Locate every line of the listing below that contains the word "slope", treating uppercase and lowercase as different, and copy each of those lines in full.
########################################
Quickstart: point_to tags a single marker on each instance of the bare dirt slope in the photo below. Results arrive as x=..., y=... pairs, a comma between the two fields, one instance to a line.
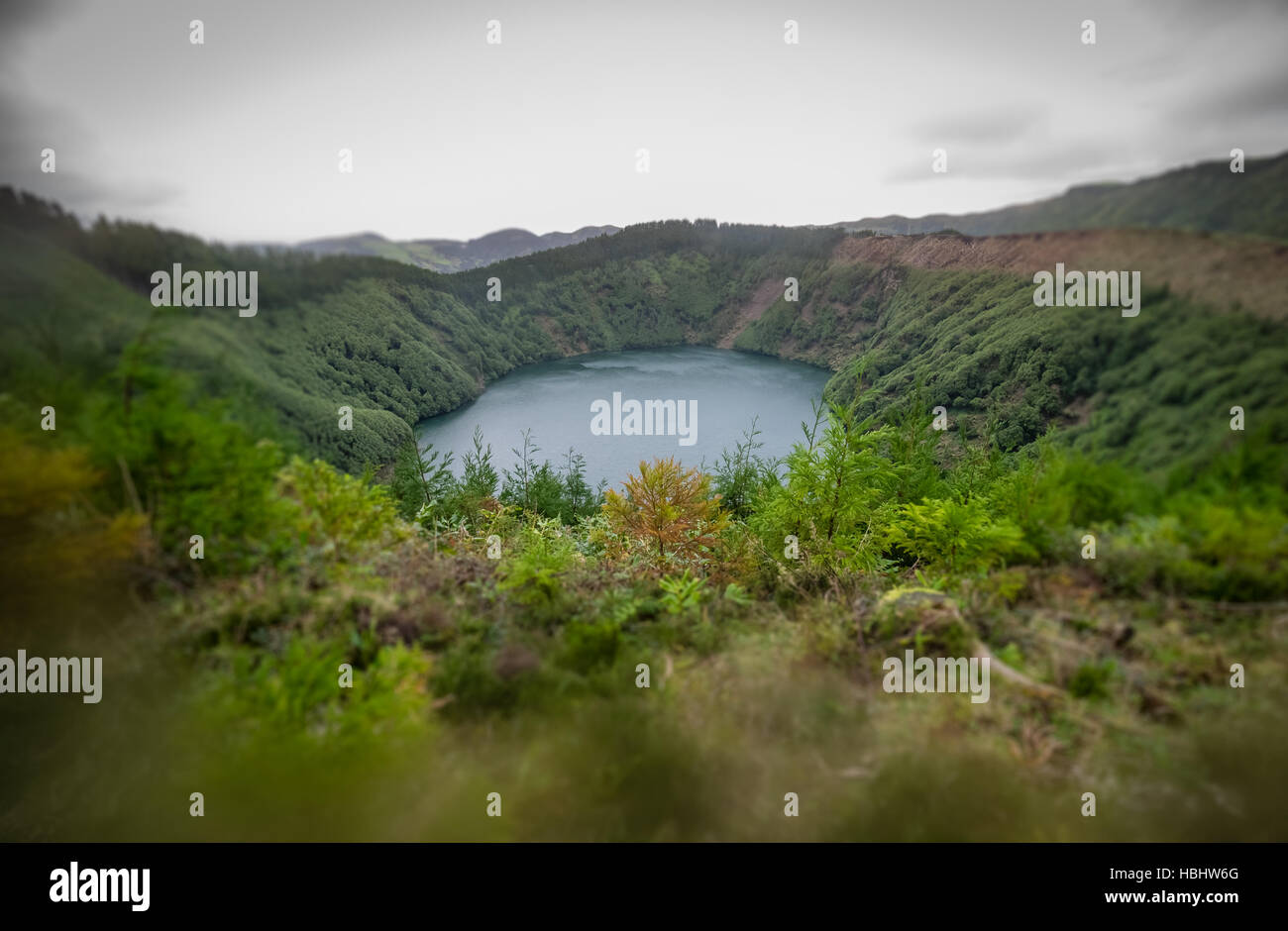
x=1224, y=271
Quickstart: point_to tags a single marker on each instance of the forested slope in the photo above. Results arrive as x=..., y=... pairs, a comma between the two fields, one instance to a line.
x=398, y=344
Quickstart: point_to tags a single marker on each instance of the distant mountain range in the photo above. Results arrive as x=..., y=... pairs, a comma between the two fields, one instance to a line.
x=1198, y=197
x=451, y=256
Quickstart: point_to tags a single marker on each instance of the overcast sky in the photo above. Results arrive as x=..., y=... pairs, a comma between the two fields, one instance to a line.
x=452, y=137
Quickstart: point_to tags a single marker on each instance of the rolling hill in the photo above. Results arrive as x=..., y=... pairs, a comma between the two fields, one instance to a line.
x=1199, y=197
x=451, y=256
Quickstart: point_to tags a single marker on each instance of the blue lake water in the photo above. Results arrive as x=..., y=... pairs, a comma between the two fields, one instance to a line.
x=555, y=399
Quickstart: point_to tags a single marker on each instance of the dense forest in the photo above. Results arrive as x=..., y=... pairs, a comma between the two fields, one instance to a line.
x=497, y=625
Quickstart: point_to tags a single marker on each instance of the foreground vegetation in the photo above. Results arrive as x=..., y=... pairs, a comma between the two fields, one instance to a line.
x=497, y=626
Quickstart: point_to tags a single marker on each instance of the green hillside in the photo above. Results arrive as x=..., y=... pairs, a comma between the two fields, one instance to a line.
x=198, y=522
x=1206, y=196
x=398, y=344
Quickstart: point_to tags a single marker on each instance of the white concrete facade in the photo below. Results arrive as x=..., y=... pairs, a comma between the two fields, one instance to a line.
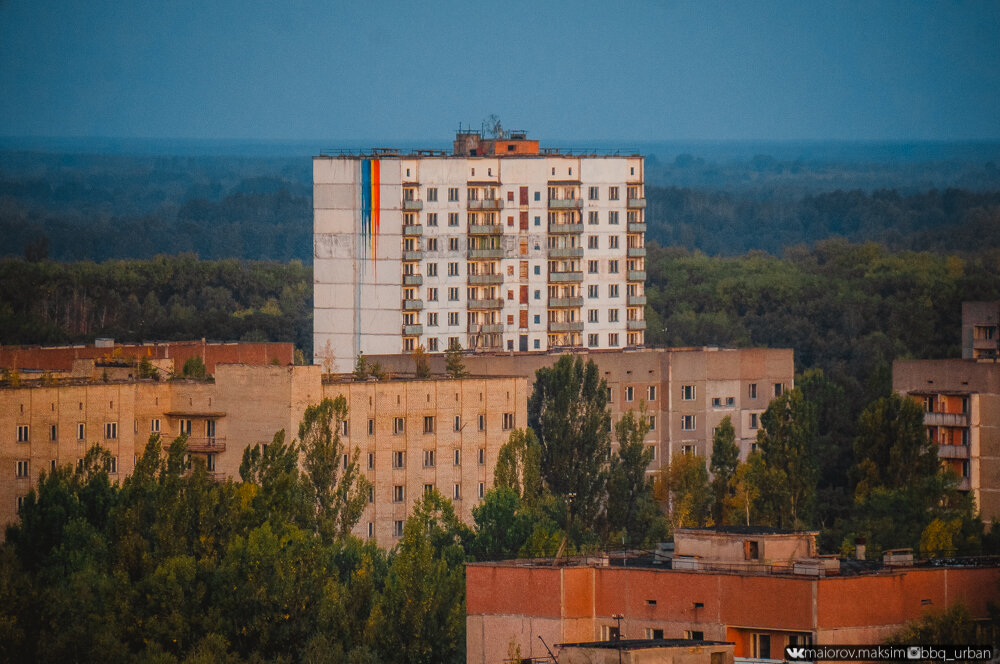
########################################
_Task output_:
Quickstart: point_to tags a single marker on each instance of the bare dirt slope in the photo below. Results arrive as x=..., y=... pairs, a comma between the two fields, one instance to a line.
Quickstart: point_to tags a single marker on each instance of the forested slope in the photo above. Results arrive as x=..., y=... pairs, a comma between the two fields, one instance to a line.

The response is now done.